▶ НЕОБХОДИМЫЕ ДЕЙСТВИЯ:
a) Какие два примера переносного значения слова «злой» приводит пользователь morzh в обсуждении слов «злой» и «плохой»?
b) Перечислите всех пользователей, оставивших сообщения в обсуждении слов «злой» и «плохой».

# злой=плохой?



## rushalaim

Неужели действительно в русском языке слово "*злой*" НЕравнозначно слову "*плохой*"?

(Я всегда считал эти слова взаимозаменяемыми...)


----------



## Maroseika

Злая погода? Злое пищеварение? С ним шутки злы?
Осторожно, плохая собака? Я сегодня на тебя плох? Плохой чечен ползет на берег?
Разумеется, область значений этих слов пересекается. Но - только пересекается.
В общем, загляните в любой толковый словарь.


----------



## rushalaim

Maroseika said:


> Злая погода? Злое пищеварение? С ним шутки злы?
> Осторожно, плохая собака? Я сегодня на тебя плох? Плохой чечен ползет на берег?
> Разумеется, область значений этих слов пересекается. Но - только пересекается.
> В общем, загляните в любой толковый словарь.


"Злой мороз", "злой/плохой человек", собака плохая, потому что злая...


----------



## morzh

rushalaim said:


> Неужели действительно в русском языке слово "*злой*" НЕравнозначно слову "*плохой*"?
> 
> (Я всегда считал эти слова взаимозаменяемыми...)



Is it supposed to be?


----------



## Natalisha

Для меня эти прилагательные не являются синонимами. Какие-то значения, конечно, совпадают, но не более того.



rushalaim said:


> "Злой мороз", "злой/плохой человек", собака плохая, потому что злая...


То есть _злой мороз = плохой мороз_?

А что касается собаки, то она может быть плохой, но не обязательно злой при этом. 
Вот представьте, что Вам нужен хороший сторожевой пес, который, скорее всего, будет злой. А если он будет ласковым, тогда вы, наверное, скажете_ Это плохая _собака.


----------



## morzh

Типичное сочетание, где эти слова совпадают - "злой человек" - "плохой человек"; то же со "злые/плохие люди". 

"Злой мальчишка". И т.д.

В остальном, это совершенно не синонимы. 

Плохой - качество вообще. Всего чего угодно - вещей, людей, ситуации.
Злой - если в прямом смысле, то - черта характера. В переносном - неприятное явление, дополнительно усиленное: злой мороз, злой перец.


----------



## elemika

Maroseika said:


> В общем, загляните в любой толковый словарь.




..._Много их, сильных, злых и веселых,
Убивавших слонов и людей,
Умиравших от жажды в пустыне,
Замерзавших на кромке вечного льда,
Верных нашей планете,
Сильной, весёлой и злой,
Возят мои книги в седельной сумке,
Читают их в пальмовой роще,
Забывают на тонущем корабле._
....

 (Николай Гумилёв. Мои читатели)

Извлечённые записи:
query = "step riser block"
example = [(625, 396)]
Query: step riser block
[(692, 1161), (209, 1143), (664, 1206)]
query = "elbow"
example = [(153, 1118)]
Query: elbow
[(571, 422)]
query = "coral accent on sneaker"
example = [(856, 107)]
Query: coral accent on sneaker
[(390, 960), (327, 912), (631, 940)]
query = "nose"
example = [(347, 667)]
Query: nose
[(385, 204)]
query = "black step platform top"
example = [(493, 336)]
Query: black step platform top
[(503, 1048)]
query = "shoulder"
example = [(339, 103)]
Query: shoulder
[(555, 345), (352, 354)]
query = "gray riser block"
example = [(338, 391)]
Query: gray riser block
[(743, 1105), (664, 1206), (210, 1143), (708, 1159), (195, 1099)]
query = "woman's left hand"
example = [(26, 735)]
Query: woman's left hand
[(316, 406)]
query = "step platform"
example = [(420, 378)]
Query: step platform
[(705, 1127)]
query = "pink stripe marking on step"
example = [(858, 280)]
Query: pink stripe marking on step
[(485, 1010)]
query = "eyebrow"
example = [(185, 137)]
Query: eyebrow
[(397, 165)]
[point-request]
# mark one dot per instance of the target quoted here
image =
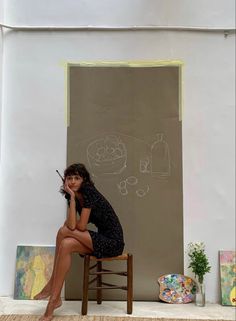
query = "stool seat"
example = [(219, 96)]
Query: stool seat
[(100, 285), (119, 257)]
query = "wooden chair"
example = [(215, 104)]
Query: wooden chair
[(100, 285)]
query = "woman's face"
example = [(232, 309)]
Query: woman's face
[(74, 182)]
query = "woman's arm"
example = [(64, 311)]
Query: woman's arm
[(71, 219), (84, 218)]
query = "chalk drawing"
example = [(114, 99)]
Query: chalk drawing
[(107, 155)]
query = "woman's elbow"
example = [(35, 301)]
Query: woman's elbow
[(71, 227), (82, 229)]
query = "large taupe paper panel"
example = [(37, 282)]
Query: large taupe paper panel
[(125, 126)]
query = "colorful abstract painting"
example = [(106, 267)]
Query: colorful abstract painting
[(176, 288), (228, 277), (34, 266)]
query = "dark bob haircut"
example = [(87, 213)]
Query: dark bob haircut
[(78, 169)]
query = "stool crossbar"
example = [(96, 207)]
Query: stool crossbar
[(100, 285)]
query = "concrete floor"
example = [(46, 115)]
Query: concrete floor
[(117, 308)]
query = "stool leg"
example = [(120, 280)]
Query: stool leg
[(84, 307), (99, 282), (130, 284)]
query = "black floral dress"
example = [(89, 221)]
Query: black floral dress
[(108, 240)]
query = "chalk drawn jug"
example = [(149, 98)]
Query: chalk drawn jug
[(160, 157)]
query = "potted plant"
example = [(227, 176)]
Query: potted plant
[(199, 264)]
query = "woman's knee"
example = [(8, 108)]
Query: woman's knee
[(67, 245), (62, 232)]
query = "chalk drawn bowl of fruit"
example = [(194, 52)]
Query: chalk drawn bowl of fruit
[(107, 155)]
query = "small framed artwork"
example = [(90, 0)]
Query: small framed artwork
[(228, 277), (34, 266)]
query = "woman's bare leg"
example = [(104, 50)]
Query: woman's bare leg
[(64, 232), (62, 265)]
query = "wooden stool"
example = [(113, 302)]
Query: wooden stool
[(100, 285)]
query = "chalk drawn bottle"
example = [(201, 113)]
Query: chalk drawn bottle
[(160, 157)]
--
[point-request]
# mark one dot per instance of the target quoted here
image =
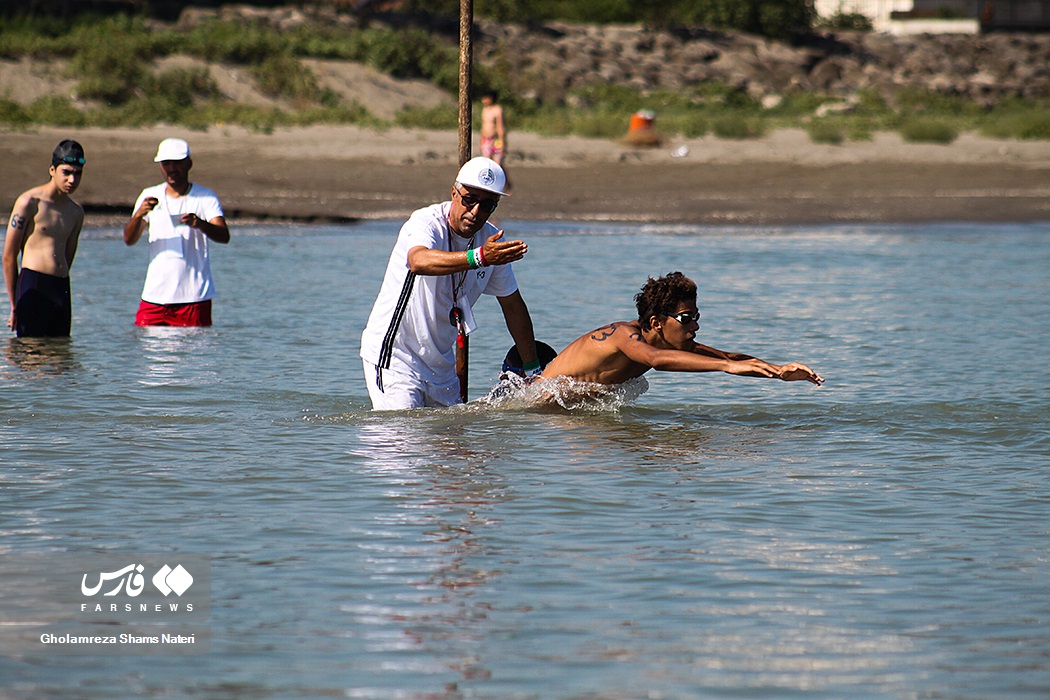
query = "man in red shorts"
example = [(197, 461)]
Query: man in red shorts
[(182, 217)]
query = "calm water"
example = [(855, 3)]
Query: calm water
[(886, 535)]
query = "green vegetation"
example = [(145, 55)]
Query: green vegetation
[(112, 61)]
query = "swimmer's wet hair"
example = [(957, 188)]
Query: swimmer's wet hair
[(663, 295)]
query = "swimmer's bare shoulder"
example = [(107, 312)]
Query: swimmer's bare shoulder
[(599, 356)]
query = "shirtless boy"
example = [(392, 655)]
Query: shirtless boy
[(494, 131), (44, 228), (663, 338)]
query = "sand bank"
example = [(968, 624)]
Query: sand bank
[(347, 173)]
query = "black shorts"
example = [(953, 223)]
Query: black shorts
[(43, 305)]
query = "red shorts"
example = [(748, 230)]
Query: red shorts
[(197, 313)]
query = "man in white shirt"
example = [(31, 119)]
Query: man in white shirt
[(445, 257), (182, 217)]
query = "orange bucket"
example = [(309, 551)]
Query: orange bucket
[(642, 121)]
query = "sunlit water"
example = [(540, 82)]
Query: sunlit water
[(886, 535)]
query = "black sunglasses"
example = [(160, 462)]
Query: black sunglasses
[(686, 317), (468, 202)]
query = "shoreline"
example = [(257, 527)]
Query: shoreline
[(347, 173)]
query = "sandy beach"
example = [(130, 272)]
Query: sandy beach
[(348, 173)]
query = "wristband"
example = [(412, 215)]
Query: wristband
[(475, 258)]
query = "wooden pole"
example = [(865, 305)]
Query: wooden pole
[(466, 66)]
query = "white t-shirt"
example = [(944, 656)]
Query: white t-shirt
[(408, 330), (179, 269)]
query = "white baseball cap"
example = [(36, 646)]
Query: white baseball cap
---
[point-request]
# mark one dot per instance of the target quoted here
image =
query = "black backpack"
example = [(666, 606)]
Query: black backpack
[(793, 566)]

▶ ОТВЕТЫ НИЖЕ:
a) Злой мороз и злой перец.

b) rushalaim, Maroseika, morzh, Natalisha, elemika.